— Texto de leitura —
+===+
Ide (São Paulo) v.32 n.48 São Paulo jun. 2009

 

EM PAUTA - O CORPO DA PALAVRA

 

Da palavra do corpo ao corpo da palavra: a letra aprisionada

 

From the word of the body to the body of the word: the imprisioned letter

 

 

Mariângela Mendes de Almeida*

Sociedade Brasileira de Psicanálise de São Paulo
Universidade Federal de São Paulo
Instituto Sedes Sapientiae

Endereço para correspondência

 

 


RESUMO

A partir de considerações evocadas pelo trabalho com dois pacientes que apresentam níveis diferentes de funcionamento mental, a autora descreve uma situação em que a manifestação da “escrita” se dá como “extensão do corpo”, e outra em que a inscrição concreta da letra “no corpo” ocorre, em contexto de anestesia quanto à vivência de dor psíquica. Para que o trabalho analítico possa fortalecer a consistência das expressões e das várias manifestações psíquicas de forma abrangente, enfatiza-se a atenção e a escuta, tanto a aspectos elaborados e “mentalizados”, quanto a aspectos primitivos, expressos ainda em um registro sensorial, a serem acolhidos e processados na relação paciente-analista.
+===+
— Tarefa proposta —
No texto sobre a letra aprisionada, de quantos pacientes partem as considerações da autora?

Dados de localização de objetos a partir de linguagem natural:
+===+
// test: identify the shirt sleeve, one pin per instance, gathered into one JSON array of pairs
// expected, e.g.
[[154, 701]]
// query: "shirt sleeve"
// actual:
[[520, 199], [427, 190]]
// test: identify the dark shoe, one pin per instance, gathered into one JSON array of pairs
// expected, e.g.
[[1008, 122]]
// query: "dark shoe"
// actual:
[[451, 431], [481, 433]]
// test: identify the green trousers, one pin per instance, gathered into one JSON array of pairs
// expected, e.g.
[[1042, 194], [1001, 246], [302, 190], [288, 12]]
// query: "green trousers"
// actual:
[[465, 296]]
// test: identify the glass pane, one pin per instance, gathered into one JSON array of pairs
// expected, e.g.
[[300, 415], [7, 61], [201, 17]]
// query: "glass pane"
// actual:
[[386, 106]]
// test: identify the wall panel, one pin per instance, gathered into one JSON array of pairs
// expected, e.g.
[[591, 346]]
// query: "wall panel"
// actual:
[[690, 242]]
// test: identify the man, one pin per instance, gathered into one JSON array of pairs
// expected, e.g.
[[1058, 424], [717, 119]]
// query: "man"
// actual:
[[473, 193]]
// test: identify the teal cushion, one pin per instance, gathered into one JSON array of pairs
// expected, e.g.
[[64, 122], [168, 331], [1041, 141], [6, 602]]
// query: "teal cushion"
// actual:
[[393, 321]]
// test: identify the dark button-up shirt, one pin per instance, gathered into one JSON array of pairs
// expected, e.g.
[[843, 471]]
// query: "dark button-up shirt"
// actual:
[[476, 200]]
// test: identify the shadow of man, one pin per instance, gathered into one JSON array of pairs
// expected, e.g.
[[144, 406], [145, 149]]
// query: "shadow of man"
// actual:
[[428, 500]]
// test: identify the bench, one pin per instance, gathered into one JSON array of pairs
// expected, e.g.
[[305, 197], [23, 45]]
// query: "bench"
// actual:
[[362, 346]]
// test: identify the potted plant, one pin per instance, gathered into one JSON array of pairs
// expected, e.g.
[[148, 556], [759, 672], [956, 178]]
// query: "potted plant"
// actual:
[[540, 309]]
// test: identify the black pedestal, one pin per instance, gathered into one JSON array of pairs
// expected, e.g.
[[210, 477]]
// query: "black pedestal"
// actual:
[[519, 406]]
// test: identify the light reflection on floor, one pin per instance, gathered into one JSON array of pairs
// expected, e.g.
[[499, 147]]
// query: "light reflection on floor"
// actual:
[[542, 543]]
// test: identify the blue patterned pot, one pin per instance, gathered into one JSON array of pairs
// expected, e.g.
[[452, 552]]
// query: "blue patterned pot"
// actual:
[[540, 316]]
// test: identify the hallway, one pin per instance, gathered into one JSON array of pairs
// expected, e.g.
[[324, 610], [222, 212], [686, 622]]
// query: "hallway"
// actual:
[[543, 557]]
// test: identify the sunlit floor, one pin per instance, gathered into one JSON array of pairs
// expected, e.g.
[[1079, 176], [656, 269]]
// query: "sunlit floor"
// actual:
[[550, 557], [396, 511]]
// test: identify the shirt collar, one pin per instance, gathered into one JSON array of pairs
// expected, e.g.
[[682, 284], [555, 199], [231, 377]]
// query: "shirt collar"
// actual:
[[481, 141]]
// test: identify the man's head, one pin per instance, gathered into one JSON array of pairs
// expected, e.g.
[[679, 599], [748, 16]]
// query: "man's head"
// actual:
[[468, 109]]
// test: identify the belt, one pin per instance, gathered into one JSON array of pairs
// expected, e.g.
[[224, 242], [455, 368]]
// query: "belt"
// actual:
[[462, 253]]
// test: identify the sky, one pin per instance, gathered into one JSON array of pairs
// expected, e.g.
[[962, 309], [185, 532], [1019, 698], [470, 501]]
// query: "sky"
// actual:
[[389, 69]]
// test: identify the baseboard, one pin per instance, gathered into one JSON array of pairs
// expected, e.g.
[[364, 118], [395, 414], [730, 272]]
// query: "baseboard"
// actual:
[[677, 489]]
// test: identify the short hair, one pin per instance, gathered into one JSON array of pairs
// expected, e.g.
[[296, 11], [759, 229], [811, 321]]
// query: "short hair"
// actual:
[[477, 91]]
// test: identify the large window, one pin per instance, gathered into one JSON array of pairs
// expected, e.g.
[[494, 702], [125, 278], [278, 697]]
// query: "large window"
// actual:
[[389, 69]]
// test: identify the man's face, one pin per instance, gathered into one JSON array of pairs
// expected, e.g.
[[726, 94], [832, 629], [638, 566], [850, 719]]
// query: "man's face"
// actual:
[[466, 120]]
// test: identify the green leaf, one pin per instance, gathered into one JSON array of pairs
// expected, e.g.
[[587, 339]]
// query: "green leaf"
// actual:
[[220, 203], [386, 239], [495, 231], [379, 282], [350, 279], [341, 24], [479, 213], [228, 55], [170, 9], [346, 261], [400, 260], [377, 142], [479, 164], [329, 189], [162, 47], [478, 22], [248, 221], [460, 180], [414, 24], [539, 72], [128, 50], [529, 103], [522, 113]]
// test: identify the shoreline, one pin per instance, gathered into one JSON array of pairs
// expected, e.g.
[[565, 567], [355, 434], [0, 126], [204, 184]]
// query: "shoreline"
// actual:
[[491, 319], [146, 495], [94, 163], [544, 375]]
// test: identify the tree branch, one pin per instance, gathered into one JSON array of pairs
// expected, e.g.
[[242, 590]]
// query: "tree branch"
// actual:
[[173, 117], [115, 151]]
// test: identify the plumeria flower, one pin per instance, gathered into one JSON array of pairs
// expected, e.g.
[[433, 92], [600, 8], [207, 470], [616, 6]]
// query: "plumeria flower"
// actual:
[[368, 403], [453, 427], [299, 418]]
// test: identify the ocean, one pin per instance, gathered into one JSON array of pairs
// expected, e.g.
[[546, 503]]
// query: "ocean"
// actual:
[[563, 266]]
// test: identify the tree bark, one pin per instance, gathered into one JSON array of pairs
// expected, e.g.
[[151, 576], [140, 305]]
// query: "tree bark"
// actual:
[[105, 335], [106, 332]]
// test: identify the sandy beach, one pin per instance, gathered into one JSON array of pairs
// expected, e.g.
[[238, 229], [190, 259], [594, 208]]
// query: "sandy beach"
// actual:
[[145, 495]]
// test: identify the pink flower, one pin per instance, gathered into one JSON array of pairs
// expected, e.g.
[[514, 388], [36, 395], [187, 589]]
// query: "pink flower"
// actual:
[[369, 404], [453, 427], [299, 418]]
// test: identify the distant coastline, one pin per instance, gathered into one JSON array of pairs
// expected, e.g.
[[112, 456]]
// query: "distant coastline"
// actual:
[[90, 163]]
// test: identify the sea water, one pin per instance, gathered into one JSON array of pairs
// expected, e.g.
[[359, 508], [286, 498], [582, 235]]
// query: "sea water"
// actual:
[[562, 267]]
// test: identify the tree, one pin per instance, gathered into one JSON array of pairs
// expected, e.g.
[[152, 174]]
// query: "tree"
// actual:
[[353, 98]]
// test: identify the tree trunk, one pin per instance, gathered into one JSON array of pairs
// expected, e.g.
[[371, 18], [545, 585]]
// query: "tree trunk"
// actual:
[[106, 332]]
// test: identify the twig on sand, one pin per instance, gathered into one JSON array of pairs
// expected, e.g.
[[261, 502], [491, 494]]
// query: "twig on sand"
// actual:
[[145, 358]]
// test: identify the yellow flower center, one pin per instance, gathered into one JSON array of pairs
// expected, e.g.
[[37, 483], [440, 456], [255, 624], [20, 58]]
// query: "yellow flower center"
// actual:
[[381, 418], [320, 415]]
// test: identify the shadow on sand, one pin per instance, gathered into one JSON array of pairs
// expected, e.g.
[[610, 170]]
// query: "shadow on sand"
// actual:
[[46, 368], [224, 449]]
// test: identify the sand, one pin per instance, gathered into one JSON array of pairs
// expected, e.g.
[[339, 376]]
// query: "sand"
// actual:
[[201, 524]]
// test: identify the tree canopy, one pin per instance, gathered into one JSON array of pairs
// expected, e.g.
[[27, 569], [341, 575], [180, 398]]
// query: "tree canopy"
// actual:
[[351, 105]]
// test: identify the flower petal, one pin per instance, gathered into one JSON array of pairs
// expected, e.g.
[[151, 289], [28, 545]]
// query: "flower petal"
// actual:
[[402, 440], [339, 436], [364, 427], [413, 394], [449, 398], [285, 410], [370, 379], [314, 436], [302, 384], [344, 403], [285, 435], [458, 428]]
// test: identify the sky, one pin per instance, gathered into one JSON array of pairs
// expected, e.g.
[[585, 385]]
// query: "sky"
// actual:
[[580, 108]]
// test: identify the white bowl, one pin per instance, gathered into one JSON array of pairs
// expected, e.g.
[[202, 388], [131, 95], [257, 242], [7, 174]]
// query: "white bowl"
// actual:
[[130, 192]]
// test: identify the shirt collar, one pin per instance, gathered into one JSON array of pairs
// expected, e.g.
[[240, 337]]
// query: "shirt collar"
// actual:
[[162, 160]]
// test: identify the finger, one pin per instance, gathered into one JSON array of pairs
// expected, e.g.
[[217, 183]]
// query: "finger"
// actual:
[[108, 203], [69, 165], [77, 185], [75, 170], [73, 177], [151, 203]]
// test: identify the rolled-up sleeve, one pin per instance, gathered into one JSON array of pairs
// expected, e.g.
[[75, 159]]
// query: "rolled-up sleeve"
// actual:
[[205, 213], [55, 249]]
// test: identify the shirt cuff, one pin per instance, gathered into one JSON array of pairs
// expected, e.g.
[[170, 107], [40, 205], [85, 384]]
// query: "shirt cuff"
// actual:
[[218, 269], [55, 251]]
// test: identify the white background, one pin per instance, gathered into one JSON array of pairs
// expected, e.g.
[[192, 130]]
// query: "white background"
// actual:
+===+
— Solução comentada —
De dois pacientes, que apresentam níveis diferentes de funcionamento mental.